_Requirement_:
Copy the lines of the material word for word, starting at the line containing "Task: point to every instance of the wicker" and ending at the line containing "[[283, 717]]".
BEGIN Provided records
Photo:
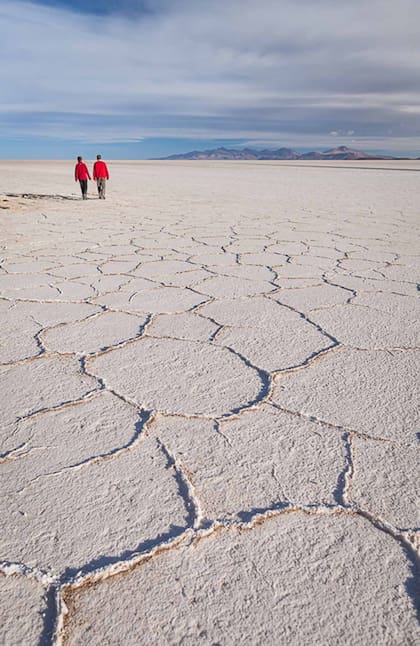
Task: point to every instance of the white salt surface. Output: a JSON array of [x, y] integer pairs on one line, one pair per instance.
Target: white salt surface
[[209, 404]]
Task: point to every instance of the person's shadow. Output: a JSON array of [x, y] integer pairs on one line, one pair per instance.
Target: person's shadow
[[41, 196]]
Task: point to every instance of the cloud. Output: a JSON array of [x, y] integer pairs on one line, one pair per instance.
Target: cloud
[[302, 68]]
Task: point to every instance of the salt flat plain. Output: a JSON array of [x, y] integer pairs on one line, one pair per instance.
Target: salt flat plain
[[209, 395]]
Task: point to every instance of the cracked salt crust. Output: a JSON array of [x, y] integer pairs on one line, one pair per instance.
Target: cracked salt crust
[[95, 485], [23, 604], [374, 321], [94, 334], [177, 376], [70, 436], [40, 383], [258, 460], [357, 390], [295, 580], [80, 519], [306, 299], [188, 326], [386, 481]]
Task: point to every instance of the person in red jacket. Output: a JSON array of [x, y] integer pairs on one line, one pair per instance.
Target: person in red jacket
[[101, 174], [81, 174]]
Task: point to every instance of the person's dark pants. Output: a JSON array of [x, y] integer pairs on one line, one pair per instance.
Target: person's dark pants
[[83, 186]]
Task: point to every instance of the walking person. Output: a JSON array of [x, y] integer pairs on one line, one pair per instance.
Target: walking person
[[81, 174], [101, 174]]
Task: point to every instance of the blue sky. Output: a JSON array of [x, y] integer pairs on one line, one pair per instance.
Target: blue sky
[[147, 78]]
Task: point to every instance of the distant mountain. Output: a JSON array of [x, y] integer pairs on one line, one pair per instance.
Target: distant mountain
[[342, 152]]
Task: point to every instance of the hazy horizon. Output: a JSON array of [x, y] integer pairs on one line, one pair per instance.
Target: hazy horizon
[[151, 78]]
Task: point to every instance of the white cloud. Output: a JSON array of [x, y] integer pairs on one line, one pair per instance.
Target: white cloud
[[306, 68]]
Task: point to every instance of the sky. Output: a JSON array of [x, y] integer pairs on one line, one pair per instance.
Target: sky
[[135, 79]]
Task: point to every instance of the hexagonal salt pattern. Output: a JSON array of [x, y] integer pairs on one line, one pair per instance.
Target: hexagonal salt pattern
[[209, 418], [295, 579]]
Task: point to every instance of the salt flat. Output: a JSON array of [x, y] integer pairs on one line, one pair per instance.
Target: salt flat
[[209, 395]]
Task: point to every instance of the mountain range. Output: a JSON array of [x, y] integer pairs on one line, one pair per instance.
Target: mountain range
[[342, 152]]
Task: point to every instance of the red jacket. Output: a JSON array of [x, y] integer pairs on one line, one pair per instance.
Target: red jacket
[[100, 170], [81, 171]]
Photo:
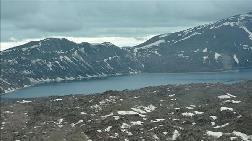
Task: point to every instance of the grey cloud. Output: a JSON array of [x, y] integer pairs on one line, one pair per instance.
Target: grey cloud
[[36, 18]]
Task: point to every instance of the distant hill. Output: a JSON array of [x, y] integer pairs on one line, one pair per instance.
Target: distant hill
[[55, 59], [223, 45]]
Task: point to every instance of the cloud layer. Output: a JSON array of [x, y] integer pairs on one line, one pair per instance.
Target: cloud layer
[[23, 19]]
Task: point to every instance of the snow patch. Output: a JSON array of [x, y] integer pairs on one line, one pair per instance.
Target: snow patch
[[236, 59], [214, 134], [226, 108]]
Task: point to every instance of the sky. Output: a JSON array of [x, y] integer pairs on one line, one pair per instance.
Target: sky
[[121, 22]]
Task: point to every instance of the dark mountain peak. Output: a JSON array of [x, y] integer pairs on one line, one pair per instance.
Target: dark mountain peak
[[107, 44]]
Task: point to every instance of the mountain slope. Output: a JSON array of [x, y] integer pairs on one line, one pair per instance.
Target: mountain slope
[[55, 59], [223, 45]]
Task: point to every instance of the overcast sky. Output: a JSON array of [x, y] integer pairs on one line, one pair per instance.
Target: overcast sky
[[113, 20]]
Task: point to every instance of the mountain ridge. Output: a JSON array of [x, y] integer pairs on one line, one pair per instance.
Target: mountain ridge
[[222, 45]]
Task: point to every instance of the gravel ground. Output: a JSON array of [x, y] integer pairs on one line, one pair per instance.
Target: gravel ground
[[173, 112]]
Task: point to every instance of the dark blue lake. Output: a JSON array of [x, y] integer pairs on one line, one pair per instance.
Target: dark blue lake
[[129, 82]]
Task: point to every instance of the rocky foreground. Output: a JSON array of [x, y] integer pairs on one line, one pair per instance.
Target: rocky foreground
[[184, 112]]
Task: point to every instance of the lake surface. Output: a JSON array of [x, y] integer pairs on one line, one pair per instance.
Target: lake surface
[[129, 82]]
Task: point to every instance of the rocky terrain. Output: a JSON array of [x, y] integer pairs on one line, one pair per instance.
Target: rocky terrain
[[189, 112], [54, 60], [223, 45]]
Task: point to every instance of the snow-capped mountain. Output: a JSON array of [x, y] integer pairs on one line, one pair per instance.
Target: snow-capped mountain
[[55, 59], [223, 45]]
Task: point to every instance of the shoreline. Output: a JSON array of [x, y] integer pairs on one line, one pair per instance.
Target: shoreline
[[189, 111]]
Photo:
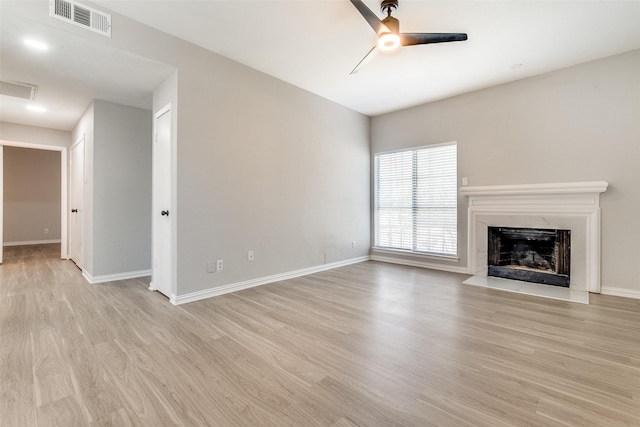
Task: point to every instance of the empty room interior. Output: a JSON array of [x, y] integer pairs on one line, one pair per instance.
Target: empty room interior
[[319, 213]]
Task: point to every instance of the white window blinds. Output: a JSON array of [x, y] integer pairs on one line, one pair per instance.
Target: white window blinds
[[416, 200]]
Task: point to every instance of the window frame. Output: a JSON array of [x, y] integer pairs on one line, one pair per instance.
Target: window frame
[[376, 187]]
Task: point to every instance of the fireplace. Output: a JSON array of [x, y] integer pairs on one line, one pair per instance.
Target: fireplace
[[529, 254], [571, 206]]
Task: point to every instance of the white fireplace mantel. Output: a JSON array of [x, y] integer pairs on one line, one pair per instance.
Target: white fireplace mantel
[[573, 205]]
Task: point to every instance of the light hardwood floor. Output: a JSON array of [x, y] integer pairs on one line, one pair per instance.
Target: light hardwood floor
[[365, 345]]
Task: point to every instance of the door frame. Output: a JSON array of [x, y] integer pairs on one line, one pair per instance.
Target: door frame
[[82, 140], [64, 200], [155, 208]]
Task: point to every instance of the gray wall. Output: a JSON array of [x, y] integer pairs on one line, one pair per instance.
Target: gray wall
[[34, 135], [268, 167], [118, 193], [261, 165], [577, 124], [31, 195]]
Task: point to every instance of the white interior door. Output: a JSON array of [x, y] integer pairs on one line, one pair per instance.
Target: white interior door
[[162, 211], [76, 208]]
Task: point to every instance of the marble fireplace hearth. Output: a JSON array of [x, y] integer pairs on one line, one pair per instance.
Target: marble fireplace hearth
[[571, 206]]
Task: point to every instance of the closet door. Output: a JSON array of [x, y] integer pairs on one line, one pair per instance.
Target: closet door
[[76, 202]]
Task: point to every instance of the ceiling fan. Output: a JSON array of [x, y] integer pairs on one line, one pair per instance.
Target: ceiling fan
[[389, 35]]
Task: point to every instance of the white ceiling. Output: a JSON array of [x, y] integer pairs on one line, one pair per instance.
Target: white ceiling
[[315, 44]]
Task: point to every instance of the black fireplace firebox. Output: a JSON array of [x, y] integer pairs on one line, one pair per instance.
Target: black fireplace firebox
[[530, 254]]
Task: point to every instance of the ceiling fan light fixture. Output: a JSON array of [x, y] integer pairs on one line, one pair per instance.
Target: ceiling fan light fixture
[[388, 41]]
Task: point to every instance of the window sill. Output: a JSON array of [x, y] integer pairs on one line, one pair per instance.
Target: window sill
[[418, 255]]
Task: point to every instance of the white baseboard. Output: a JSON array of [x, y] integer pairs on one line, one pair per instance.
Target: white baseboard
[[113, 277], [234, 287], [422, 264], [31, 242], [620, 292]]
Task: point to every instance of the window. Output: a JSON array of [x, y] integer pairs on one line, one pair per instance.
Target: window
[[416, 200]]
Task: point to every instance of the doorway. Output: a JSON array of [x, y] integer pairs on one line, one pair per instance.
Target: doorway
[[63, 190], [163, 216], [76, 203]]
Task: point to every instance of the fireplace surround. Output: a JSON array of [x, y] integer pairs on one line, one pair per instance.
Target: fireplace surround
[[567, 206]]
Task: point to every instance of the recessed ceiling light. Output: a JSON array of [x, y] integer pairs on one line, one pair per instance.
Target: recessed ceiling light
[[36, 44], [36, 108]]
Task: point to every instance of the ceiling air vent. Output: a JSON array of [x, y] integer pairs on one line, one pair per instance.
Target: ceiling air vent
[[18, 89], [81, 15]]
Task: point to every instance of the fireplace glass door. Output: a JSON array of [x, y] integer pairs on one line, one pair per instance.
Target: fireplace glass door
[[530, 254]]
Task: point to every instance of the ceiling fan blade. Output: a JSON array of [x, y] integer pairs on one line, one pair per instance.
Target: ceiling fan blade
[[368, 57], [370, 17], [410, 39]]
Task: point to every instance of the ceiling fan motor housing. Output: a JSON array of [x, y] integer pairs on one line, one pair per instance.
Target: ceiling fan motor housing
[[388, 6]]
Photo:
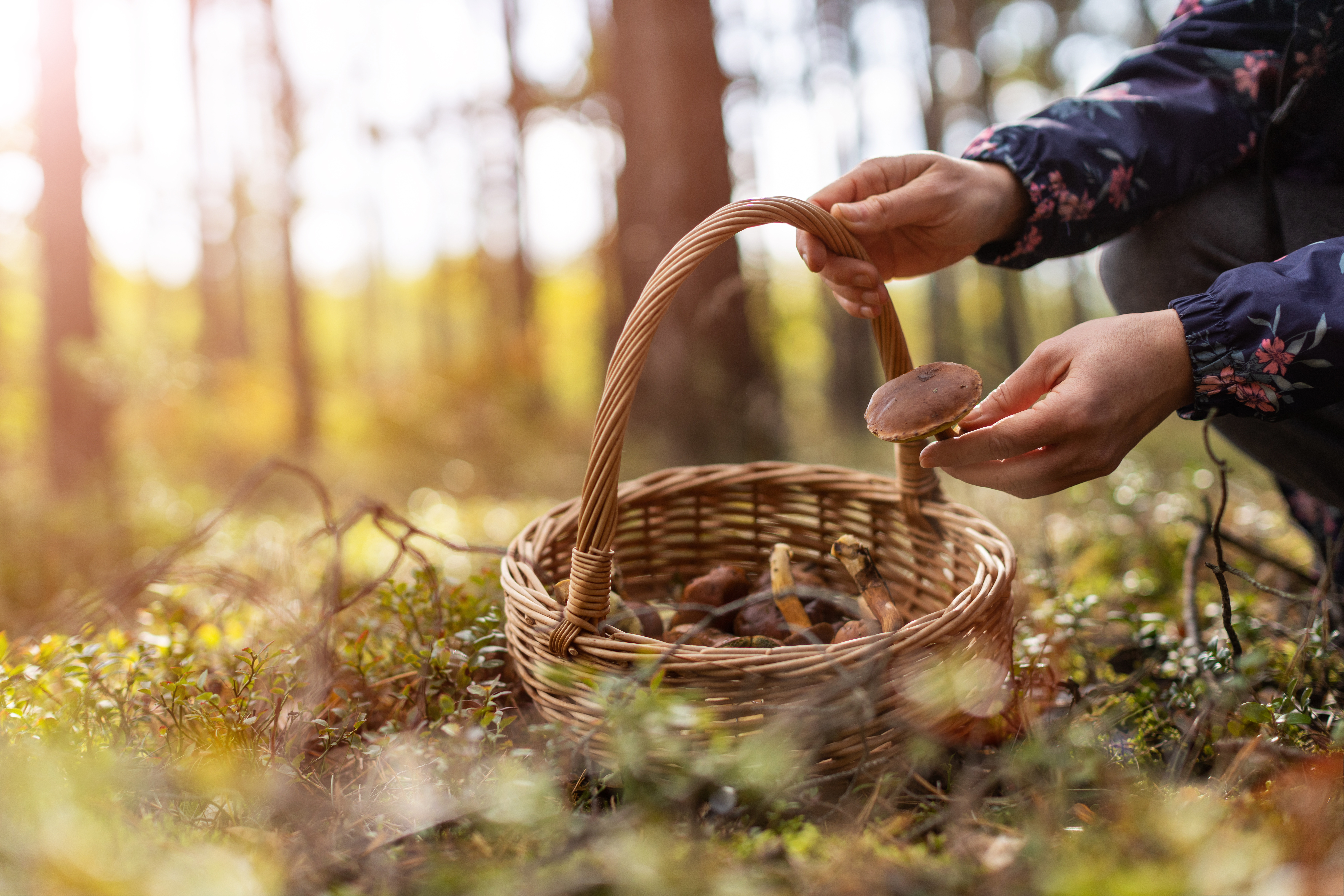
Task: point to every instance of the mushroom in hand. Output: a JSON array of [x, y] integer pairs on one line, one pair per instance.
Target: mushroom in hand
[[928, 401]]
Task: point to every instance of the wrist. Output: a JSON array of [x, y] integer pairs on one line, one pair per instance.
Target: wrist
[[1009, 202], [1169, 339]]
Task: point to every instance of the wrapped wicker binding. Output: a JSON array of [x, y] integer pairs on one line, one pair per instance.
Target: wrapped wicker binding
[[948, 567]]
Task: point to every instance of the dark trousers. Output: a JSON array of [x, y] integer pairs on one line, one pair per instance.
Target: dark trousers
[[1183, 252]]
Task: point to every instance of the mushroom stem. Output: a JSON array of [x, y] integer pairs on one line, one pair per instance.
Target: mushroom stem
[[781, 588], [877, 594]]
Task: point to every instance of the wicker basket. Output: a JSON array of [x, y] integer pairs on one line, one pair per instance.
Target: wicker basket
[[951, 567]]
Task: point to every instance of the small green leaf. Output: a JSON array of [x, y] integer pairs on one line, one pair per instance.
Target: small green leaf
[[1257, 713]]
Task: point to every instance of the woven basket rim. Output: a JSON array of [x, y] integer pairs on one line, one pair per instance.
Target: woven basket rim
[[881, 490]]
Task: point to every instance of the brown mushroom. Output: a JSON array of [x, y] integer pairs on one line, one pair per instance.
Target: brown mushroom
[[761, 620], [877, 594], [804, 574], [718, 588], [928, 401], [783, 589], [751, 641]]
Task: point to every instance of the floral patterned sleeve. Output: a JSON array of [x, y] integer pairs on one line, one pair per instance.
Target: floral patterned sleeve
[[1166, 121], [1265, 340]]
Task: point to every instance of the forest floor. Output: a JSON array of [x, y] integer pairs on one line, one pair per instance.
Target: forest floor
[[283, 717]]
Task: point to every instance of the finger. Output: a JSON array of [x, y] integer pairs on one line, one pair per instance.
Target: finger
[[1042, 472], [1039, 374], [869, 300], [1025, 432], [910, 203], [857, 310], [851, 272], [812, 252]]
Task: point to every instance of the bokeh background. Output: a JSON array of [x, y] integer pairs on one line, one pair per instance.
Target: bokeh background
[[396, 241]]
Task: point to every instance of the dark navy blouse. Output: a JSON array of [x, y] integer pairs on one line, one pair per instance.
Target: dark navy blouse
[[1267, 339]]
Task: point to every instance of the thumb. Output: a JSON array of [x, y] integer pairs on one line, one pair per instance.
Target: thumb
END Provided records
_Written response_:
Task: point to every instance of the wicker basket. Output: a JSON array of [x, y] integer pairs on one line, one pair per instance.
Target: wicker basket
[[951, 567]]
Task: point to every instance of the small green leaf. Output: a JSON array of [x, y] integer pairs on one line, one pair per instance.
Target: small green leaf
[[1257, 713]]
Task: point to every instance of the woven basket rim. Output: a JSON array of [x, y] integer pairs on one line, one pair per instance.
Target: woven basket rim
[[881, 490]]
Task: point to every instance of the brown mushroom. Output: a JSON array of [x, y] integer pairs on one line, one pair per instance.
Target: brown mushroom
[[761, 620], [877, 594], [804, 574], [718, 588], [928, 401], [783, 589], [751, 641]]
Task: point to every instance of the floral patterned sleeve. Output: a JSON array of [x, y] integer pairs on one line, one pair per instance.
Target: floral patterned sleeve
[[1166, 121], [1265, 340]]
Task: point to every instance of the forest floor. Output: a JSON array of [x, y] integer pairs on one line, one pair per instance.
Target: forest floor
[[283, 717]]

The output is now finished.